Segmentation mask data
=== Section Start ===

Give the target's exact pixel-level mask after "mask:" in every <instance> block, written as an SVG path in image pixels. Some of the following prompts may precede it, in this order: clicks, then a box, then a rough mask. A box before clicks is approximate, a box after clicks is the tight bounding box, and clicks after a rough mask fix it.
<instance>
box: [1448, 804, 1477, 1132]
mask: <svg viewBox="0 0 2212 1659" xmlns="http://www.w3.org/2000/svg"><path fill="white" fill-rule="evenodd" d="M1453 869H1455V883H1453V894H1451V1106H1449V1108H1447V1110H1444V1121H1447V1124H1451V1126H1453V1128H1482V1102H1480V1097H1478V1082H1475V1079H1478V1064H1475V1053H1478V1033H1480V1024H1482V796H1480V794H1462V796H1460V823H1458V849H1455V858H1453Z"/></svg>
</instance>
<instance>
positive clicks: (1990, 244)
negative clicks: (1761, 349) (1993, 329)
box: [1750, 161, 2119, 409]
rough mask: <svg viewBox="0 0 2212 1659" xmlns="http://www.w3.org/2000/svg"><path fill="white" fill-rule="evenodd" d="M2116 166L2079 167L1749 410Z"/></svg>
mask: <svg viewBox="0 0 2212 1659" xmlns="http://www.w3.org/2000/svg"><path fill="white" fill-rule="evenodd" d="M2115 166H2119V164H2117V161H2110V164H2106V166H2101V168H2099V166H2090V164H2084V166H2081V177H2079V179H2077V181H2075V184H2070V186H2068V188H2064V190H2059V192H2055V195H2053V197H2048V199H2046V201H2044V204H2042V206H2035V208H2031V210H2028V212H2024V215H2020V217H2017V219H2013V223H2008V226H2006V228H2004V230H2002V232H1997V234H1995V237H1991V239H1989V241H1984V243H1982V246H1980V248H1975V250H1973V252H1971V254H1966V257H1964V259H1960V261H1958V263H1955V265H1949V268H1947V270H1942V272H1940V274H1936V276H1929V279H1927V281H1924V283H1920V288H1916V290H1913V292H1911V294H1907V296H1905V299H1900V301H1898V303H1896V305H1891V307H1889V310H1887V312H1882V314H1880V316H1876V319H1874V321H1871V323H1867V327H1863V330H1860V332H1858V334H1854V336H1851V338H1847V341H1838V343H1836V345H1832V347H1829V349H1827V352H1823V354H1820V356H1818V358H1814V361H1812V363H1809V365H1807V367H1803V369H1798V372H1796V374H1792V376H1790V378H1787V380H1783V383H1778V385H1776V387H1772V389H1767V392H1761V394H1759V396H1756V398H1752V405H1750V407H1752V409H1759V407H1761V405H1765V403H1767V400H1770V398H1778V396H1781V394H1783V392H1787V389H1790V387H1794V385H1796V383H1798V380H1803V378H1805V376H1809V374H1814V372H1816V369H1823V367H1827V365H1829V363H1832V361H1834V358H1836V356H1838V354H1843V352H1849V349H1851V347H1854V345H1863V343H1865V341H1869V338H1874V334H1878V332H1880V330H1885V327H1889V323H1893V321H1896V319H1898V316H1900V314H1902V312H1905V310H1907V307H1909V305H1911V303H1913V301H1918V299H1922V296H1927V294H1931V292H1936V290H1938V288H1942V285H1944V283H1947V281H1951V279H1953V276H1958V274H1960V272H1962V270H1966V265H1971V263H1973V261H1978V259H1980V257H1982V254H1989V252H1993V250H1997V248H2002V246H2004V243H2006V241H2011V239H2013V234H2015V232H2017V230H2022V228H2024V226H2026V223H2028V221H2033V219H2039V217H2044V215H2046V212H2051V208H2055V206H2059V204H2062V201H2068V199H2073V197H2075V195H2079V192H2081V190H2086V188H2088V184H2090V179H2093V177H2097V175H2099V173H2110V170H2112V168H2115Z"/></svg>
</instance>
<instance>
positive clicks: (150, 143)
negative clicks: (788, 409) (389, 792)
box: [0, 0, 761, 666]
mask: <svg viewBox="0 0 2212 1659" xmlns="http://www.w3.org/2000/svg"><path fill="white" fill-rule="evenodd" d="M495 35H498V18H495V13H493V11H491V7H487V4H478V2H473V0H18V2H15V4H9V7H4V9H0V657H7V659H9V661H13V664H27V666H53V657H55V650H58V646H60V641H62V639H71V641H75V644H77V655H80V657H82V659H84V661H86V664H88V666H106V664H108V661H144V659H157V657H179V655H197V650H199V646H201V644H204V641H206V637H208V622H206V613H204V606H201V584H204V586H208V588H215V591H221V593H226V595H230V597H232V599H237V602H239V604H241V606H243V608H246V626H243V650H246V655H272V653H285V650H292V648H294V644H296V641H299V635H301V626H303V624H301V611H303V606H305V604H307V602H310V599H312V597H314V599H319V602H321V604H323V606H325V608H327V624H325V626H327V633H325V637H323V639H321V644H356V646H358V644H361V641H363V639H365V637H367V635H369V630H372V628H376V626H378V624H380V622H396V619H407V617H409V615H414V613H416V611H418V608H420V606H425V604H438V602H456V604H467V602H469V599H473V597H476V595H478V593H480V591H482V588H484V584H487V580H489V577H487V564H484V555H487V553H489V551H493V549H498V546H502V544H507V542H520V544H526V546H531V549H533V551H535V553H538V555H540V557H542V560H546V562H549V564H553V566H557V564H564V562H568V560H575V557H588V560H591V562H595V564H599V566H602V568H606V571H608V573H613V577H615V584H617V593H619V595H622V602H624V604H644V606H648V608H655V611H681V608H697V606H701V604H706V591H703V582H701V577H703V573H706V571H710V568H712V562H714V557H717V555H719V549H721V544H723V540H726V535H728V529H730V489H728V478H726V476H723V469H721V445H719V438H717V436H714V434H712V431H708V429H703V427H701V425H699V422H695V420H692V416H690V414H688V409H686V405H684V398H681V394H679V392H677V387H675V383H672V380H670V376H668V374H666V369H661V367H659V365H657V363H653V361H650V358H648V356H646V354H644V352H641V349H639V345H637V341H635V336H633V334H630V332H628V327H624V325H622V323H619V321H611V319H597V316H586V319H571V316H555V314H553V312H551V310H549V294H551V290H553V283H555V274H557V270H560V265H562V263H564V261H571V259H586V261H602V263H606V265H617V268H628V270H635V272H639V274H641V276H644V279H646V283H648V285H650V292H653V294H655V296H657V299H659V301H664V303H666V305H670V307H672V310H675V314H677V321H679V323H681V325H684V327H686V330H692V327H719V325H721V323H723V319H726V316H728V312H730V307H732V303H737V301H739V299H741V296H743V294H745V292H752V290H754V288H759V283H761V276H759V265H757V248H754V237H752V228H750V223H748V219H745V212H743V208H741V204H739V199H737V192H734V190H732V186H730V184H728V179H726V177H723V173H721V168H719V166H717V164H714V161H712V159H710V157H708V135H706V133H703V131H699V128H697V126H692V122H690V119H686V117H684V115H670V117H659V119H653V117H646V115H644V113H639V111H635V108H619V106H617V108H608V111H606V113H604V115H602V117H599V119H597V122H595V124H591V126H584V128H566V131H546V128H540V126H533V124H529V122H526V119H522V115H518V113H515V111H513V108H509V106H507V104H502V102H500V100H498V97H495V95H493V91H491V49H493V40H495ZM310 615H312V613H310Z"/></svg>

=== Section End ===

# Task details:
Go over the data and return every line that includes the word "positive".

# Response to the task:
positive clicks: (1990, 244)
positive clicks: (150, 143)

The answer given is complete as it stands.